[What to do]
In the data below, copy out word for word the part that opens with the line containing "the drum kit." and closes with the line containing "column 1234, row 708", including both of those lines.

[Dataset records]
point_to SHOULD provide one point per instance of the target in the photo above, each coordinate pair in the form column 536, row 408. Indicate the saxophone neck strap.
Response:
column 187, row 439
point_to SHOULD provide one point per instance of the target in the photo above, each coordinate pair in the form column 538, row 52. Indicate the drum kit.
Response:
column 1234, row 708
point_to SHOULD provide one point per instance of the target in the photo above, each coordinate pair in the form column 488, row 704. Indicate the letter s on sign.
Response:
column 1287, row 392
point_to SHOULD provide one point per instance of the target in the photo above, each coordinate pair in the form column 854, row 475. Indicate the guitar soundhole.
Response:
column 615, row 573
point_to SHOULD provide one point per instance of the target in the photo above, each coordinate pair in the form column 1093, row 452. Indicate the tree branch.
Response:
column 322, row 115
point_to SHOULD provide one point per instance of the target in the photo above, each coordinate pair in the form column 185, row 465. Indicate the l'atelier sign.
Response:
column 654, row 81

[Output of the task]
point_to SHOULD provide one point per instance of the target in the photo above, each coordinate pair in the form column 538, row 52. Indicate the drum kit.
Response:
column 1234, row 708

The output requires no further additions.